(What you will do):
Give the lines below again exactly, starting with the line that holds "column 850, row 497" and going on through the line that holds "column 586, row 648".

Stored data entries

......

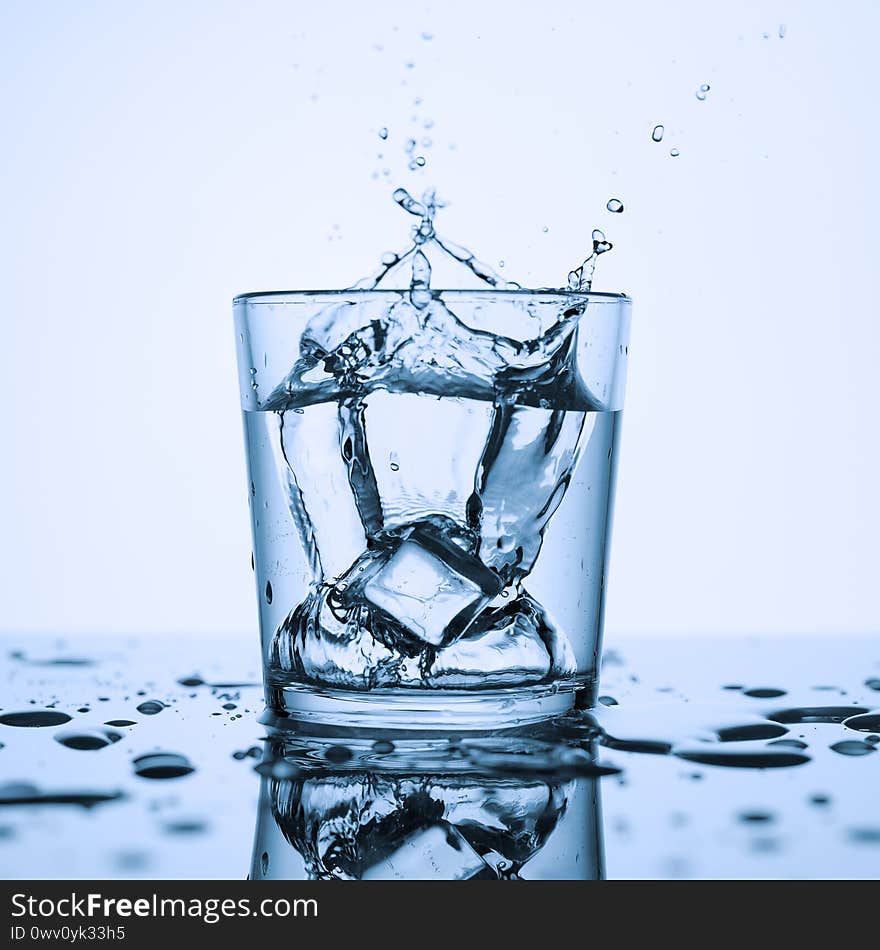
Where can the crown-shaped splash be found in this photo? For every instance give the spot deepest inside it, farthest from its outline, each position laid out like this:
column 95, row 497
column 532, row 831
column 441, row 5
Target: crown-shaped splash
column 424, row 236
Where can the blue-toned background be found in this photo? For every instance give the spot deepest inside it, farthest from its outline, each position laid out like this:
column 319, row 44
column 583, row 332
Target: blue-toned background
column 159, row 158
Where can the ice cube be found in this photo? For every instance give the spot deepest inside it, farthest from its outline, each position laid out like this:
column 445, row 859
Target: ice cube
column 324, row 641
column 526, row 466
column 437, row 853
column 511, row 645
column 433, row 588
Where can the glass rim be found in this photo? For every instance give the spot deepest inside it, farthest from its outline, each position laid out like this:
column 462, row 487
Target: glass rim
column 295, row 296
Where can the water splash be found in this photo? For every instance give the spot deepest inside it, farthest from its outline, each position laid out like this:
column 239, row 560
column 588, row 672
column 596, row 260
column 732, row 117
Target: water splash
column 581, row 278
column 424, row 238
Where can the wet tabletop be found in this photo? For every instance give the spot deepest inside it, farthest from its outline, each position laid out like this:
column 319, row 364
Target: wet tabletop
column 736, row 758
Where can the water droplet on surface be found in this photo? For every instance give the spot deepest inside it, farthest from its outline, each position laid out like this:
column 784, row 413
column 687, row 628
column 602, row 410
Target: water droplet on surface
column 183, row 826
column 751, row 730
column 278, row 769
column 34, row 719
column 811, row 714
column 735, row 758
column 852, row 747
column 337, row 753
column 162, row 765
column 764, row 692
column 86, row 741
column 789, row 743
column 865, row 835
column 867, row 722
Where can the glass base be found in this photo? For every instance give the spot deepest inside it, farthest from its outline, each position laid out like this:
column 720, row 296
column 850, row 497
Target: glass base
column 431, row 710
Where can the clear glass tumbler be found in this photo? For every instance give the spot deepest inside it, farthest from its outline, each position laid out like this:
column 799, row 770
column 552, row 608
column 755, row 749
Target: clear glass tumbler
column 431, row 489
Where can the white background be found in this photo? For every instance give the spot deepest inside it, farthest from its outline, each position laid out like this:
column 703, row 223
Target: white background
column 160, row 158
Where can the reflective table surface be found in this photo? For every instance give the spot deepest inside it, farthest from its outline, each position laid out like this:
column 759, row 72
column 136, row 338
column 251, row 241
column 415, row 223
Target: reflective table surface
column 732, row 758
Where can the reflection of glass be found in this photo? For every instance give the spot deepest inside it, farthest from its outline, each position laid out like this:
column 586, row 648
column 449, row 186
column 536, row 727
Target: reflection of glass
column 431, row 480
column 370, row 807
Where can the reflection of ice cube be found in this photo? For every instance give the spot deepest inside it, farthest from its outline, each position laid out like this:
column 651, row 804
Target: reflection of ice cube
column 437, row 853
column 431, row 587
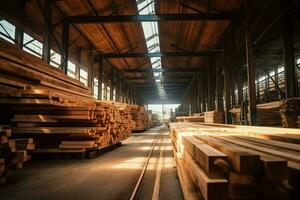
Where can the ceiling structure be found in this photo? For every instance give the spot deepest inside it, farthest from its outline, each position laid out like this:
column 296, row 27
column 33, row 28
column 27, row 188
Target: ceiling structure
column 157, row 45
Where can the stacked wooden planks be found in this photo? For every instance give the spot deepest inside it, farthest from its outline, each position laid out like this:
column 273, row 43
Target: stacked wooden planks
column 239, row 162
column 13, row 153
column 57, row 111
column 290, row 112
column 190, row 118
column 155, row 120
column 213, row 117
column 141, row 117
column 25, row 79
column 72, row 129
column 267, row 114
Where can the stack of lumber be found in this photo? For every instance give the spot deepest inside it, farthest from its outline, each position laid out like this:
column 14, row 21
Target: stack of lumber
column 214, row 117
column 141, row 117
column 13, row 153
column 190, row 118
column 155, row 120
column 267, row 114
column 290, row 112
column 25, row 79
column 237, row 162
column 72, row 129
column 57, row 111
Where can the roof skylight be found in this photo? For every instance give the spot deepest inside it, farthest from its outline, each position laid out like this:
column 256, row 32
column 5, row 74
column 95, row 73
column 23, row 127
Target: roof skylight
column 147, row 7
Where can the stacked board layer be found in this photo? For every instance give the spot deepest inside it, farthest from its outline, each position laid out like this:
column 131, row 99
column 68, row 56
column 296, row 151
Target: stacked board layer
column 237, row 162
column 13, row 153
column 41, row 102
column 290, row 112
column 141, row 118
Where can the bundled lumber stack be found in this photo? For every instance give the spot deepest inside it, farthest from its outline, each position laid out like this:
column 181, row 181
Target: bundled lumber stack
column 214, row 117
column 155, row 120
column 57, row 111
column 25, row 79
column 141, row 117
column 13, row 153
column 290, row 112
column 190, row 118
column 267, row 114
column 72, row 129
column 237, row 162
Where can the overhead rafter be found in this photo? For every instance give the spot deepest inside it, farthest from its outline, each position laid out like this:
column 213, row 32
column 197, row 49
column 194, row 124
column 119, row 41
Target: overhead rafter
column 165, row 70
column 91, row 19
column 160, row 54
column 158, row 77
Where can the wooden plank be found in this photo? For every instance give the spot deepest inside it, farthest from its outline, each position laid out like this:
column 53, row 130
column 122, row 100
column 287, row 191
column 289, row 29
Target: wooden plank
column 241, row 160
column 206, row 156
column 210, row 188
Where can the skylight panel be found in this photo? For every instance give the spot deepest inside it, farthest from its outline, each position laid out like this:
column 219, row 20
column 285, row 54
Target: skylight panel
column 150, row 29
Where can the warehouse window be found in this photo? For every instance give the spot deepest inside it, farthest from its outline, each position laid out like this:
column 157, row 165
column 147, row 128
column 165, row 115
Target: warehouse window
column 55, row 59
column 114, row 94
column 32, row 46
column 7, row 31
column 102, row 91
column 83, row 76
column 95, row 88
column 71, row 69
column 108, row 93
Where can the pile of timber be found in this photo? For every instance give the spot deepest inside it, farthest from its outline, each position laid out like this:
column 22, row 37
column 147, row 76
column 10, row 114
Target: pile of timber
column 290, row 112
column 194, row 118
column 25, row 79
column 267, row 114
column 13, row 153
column 220, row 161
column 141, row 117
column 214, row 117
column 72, row 129
column 155, row 120
column 57, row 111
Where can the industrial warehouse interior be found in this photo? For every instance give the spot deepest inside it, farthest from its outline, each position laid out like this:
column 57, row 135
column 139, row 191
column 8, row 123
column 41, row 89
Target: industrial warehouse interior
column 150, row 99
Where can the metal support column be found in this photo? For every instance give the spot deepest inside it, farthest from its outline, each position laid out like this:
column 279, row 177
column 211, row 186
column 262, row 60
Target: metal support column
column 289, row 59
column 250, row 76
column 226, row 89
column 47, row 33
column 65, row 46
column 100, row 78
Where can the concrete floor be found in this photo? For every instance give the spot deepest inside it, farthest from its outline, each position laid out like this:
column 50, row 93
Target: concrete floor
column 112, row 175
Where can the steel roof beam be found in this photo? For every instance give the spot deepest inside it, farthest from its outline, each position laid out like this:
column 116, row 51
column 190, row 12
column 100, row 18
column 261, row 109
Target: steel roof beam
column 91, row 19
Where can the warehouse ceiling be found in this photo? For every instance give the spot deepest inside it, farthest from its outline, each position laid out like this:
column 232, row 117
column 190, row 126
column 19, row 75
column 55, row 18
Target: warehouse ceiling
column 159, row 56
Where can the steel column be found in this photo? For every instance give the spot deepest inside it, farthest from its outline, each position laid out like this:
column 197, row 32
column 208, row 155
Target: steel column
column 250, row 75
column 289, row 59
column 65, row 46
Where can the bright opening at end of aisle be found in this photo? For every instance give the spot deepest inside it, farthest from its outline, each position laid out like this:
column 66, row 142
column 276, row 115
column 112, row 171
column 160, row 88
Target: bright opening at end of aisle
column 147, row 7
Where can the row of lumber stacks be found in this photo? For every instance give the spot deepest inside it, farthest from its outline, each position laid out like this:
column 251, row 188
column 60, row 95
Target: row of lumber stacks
column 25, row 79
column 141, row 118
column 155, row 120
column 214, row 117
column 267, row 114
column 290, row 112
column 238, row 162
column 72, row 129
column 13, row 153
column 197, row 117
column 57, row 111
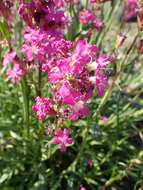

......

(Answer box):
column 850, row 497
Target: glass base
column 431, row 710
Where can the clear glass tumbler be found in this photo? For every instance give the spot deepest inside it, farthest from its outline, each position laid out like this:
column 799, row 770
column 552, row 608
column 755, row 749
Target: clear glass tumbler
column 431, row 489
Where can the white background be found in this photo? For every instance give the spot deepest inside it, farthest from its outline, each position laid out like this:
column 703, row 223
Target: white background
column 160, row 158
Where can the reflective table surface be found in this photo? For every instance give the spot deepest inside it, farthest from its outline, each position laid out like this:
column 759, row 72
column 136, row 338
column 251, row 241
column 415, row 223
Target: reflective table surface
column 732, row 758
Where can the reflection of glass be found in this photo? For every instance give the spot deepest inside it, farthest from its outline, each position laid out like this:
column 586, row 648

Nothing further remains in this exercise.